*Stored rows:*
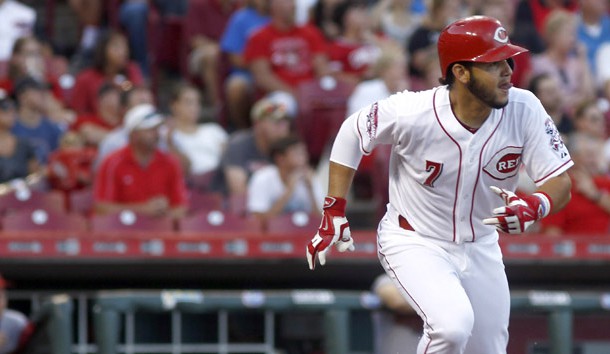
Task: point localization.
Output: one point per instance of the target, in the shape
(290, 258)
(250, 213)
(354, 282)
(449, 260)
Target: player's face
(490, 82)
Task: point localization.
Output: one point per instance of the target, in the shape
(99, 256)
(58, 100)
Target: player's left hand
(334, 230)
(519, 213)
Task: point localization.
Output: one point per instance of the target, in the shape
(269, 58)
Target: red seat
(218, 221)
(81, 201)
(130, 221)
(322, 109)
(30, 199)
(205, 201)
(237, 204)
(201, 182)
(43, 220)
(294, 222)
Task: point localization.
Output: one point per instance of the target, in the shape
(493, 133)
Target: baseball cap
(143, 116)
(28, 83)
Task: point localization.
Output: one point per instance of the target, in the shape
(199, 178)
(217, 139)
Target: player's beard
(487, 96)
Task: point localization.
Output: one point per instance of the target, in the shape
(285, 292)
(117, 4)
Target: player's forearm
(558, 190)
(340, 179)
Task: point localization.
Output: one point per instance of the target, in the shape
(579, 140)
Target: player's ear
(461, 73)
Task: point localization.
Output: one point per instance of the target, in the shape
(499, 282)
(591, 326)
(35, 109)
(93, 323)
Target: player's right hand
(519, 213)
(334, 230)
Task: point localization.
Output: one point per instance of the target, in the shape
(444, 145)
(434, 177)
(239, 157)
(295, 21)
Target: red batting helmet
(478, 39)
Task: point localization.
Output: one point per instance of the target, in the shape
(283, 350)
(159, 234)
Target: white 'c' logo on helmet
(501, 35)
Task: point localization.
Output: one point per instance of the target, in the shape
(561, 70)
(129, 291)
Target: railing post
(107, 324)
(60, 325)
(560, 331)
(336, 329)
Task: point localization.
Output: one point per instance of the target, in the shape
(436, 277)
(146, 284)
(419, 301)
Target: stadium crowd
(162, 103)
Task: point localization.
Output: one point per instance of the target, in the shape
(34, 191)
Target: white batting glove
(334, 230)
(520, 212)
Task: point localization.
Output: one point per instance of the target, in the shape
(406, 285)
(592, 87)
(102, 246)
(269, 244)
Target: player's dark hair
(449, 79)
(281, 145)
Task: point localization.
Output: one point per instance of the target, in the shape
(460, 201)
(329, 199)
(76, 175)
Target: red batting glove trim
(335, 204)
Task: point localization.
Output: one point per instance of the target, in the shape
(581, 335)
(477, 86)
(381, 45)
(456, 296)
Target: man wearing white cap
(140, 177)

* * *

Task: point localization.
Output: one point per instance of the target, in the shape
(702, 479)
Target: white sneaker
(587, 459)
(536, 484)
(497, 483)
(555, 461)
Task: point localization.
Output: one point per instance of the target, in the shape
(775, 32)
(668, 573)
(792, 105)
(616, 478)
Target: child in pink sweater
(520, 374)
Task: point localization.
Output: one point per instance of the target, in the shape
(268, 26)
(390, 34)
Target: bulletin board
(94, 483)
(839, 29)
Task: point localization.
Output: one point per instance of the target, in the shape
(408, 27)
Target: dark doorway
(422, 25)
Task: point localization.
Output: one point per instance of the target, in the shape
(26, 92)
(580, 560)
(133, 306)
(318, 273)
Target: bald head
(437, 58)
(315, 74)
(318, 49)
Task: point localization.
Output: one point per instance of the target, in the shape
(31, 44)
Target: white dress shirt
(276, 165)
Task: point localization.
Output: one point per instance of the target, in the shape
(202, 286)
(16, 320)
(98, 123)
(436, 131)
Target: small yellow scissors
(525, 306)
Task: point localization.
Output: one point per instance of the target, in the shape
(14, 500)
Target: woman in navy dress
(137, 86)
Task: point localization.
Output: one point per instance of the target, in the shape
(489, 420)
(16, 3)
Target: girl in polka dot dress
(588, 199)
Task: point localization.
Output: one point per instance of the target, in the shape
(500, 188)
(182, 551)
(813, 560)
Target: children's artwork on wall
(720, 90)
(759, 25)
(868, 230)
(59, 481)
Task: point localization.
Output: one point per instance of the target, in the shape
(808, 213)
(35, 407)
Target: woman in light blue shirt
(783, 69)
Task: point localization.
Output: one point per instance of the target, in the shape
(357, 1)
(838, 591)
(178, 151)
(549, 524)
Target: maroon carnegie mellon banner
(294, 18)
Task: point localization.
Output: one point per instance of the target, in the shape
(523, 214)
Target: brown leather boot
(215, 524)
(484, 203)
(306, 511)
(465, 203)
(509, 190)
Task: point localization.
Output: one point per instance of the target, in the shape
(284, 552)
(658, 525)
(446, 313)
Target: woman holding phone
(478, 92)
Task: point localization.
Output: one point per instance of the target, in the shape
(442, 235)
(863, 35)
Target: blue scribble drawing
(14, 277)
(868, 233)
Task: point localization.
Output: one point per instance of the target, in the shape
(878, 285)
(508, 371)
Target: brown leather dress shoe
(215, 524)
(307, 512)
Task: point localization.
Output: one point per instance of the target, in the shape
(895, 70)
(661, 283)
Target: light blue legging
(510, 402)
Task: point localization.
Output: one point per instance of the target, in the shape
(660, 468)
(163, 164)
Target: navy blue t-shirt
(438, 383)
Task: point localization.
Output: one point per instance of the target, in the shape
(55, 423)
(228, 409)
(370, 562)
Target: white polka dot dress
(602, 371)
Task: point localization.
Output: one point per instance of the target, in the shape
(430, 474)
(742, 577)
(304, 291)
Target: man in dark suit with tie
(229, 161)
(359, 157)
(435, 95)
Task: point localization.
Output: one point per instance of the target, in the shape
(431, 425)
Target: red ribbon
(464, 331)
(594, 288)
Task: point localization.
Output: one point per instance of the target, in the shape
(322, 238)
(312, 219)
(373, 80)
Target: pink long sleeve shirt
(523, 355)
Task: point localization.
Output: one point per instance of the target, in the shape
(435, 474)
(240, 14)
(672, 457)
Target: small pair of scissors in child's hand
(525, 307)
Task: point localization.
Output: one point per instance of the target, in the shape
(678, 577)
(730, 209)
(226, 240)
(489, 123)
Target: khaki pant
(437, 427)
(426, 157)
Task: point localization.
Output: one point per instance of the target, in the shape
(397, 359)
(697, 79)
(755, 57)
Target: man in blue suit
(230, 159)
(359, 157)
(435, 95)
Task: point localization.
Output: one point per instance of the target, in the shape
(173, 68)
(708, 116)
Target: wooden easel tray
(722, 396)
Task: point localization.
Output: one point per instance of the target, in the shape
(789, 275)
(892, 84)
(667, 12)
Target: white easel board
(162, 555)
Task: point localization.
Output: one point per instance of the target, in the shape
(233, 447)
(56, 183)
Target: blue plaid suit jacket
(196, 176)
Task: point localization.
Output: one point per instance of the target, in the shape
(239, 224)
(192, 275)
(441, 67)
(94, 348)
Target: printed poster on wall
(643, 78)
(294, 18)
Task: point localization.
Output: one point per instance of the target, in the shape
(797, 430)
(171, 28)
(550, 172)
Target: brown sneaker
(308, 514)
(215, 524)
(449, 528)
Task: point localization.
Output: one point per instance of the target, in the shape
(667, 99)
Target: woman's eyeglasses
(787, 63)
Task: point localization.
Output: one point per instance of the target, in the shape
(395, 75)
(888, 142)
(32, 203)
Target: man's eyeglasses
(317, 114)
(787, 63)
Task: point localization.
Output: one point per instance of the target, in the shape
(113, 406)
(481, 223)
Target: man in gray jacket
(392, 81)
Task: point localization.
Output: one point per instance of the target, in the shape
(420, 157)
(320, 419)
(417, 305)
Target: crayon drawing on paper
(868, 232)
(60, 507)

*Task goal:*
Find every line in the material above that contains the word "blue", and copy each of those lines in full.

*Task output:*
Target: woman in light blue shirt
Target: blue scribble drawing
Target: light blue legging
Target: navy blue t-shirt
Target: man in blue suit
Target: blue plaid suit jacket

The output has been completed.